RAW RECORDS ::
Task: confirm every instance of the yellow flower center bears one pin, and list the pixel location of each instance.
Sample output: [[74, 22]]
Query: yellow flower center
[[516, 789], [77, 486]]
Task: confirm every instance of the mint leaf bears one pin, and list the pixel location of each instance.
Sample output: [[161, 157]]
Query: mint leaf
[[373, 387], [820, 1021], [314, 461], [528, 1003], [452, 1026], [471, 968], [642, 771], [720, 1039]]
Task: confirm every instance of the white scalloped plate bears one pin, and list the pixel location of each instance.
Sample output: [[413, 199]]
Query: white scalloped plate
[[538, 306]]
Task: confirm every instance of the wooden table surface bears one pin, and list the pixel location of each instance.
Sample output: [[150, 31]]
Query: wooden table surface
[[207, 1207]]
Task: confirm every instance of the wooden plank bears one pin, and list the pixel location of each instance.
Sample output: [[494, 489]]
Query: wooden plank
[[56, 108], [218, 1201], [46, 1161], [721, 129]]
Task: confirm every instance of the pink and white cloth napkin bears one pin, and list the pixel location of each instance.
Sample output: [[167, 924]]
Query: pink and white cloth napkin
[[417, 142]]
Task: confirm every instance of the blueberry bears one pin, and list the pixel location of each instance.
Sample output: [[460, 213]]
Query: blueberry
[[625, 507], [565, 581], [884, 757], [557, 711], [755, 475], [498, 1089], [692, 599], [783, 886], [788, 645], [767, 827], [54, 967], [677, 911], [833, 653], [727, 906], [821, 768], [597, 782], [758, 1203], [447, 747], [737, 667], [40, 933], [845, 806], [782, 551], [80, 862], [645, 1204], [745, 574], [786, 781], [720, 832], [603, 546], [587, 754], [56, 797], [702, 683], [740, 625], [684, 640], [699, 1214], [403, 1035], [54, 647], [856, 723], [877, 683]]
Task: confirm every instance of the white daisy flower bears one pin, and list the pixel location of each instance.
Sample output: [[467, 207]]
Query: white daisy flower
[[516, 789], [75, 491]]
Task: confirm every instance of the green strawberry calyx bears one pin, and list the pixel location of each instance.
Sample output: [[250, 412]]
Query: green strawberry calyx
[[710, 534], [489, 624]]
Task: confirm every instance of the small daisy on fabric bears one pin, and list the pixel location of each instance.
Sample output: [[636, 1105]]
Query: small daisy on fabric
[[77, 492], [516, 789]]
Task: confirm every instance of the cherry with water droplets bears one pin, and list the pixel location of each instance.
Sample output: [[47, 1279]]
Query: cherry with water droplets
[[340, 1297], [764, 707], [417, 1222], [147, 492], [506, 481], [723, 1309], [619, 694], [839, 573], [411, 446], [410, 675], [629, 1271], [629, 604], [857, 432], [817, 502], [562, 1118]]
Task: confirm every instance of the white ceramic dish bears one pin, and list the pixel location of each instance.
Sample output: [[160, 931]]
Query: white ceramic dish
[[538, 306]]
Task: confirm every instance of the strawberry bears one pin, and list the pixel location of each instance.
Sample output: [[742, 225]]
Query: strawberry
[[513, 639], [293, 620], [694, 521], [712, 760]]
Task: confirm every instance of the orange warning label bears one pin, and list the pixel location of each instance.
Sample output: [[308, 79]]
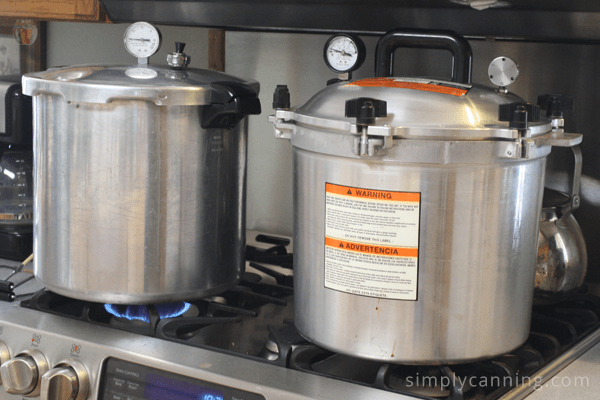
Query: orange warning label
[[370, 249], [372, 241], [372, 194], [428, 87]]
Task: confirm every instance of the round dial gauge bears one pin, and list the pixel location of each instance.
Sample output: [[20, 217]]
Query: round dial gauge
[[344, 53], [142, 39]]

YOUR GOAL :: Reproduce the data above, substituting "porcelain" for every occurrence of "ceramic" and leaving everything else unchanged. Omit the pictures from your answer.

CORRECT OUTPUT ::
Task: confirm every instance of the yellow flower center bears one pin, and list the pixel location of each instance.
Sample output: [[74, 22]]
Query: yellow flower center
[[516, 789], [77, 486]]
Task: confirm every instance of the mint leaf bears one pin, and list the pixel location of each instance.
Sample output: [[161, 157]]
Query: mint leaf
[[373, 387], [820, 1021], [314, 461], [528, 1003], [452, 1026], [471, 968], [642, 771], [720, 1039]]
Task: confirm every instance of the white scalloped plate bears one pin, and list the pixel location of each instance.
Sample output: [[413, 199]]
Query: white scalloped plate
[[538, 306]]
Task: confirm every instance of the wooden table surface bears one pin, and list the pixel location of each instance.
Sample output: [[150, 31]]
Query: wooden table surface
[[207, 1207]]
Task: confirm every instance of the wooden plank bears one pin, and list the pixel location of each instance.
Sample output: [[494, 489]]
Query: wooden plank
[[56, 108], [218, 1201], [46, 1161], [721, 129]]
Task: confirm every instance of the pink and white cloth napkin bears one pin, and list the pixel location of each instance.
Sample output: [[167, 924]]
Query: pink and white cloth napkin
[[417, 142]]
Task: confirm every instance of the blueberry bears one pin, and list the pixel location of each instance.
Sample output: [[460, 213]]
Query: blueberry
[[625, 507], [565, 581], [884, 757], [557, 711], [755, 475], [498, 1089], [692, 599], [783, 886], [788, 645], [767, 827], [54, 967], [677, 911], [833, 653], [727, 906], [821, 768], [597, 782], [758, 1203], [447, 747], [737, 667], [40, 933], [845, 806], [782, 551], [80, 862], [645, 1204], [745, 574], [786, 781], [720, 832], [603, 546], [587, 754], [56, 797], [702, 683], [740, 625], [684, 640], [699, 1214], [403, 1035], [54, 647], [856, 723], [877, 683]]
Task: confirm every instance of the white daisy flower bears one pin, and list the pixel location of each instance.
Sample output: [[467, 207]]
Query: white daisy flower
[[516, 789], [75, 491]]
Task: confirm every instance of the green strawberry calyx bears one pin, and list the pixel location of each instance.
Sample output: [[250, 412]]
Query: green strawberry calyx
[[710, 534], [489, 624]]
Task: confirm every instance of the small daisy on fabric bears one pin, and list the pixel location of each instance.
Sample output: [[636, 1105]]
Query: small daisy on fabric
[[77, 492], [516, 789]]
Task: confirm every instance of the cherry with water droplets bears one pin, and list the pixel location of each instance.
Sample output: [[47, 1279]]
Query: cherry with water droplets
[[340, 1297], [764, 707], [417, 1222], [147, 492], [506, 481], [723, 1309], [619, 694], [839, 573], [411, 446], [410, 675], [629, 1271], [629, 604], [857, 432], [817, 502], [562, 1118]]
Task: confirm every instance of the white porcelain dish bears one pin, and list the pixel location of each instance.
Sample output: [[160, 931]]
Query: white porcelain dish
[[538, 306]]
Task: confirm every instance of the strawberry bears one pin, and list the pixel location of each instance.
Sample output: [[742, 225]]
Query: strawberry
[[513, 639], [293, 620], [694, 521], [712, 760]]
Task: confirm every instance of the orange warning label bears one pin, and list the pixel location of each instance.
Sample output: [[308, 79]]
Query: orange warning label
[[370, 249], [372, 241], [372, 194], [428, 87]]
Task: confirm every instance of the round dial gauge bears one pin, and list the pixel location of each instance.
Sample output: [[20, 217]]
Query: round dial gauge
[[344, 53], [142, 39]]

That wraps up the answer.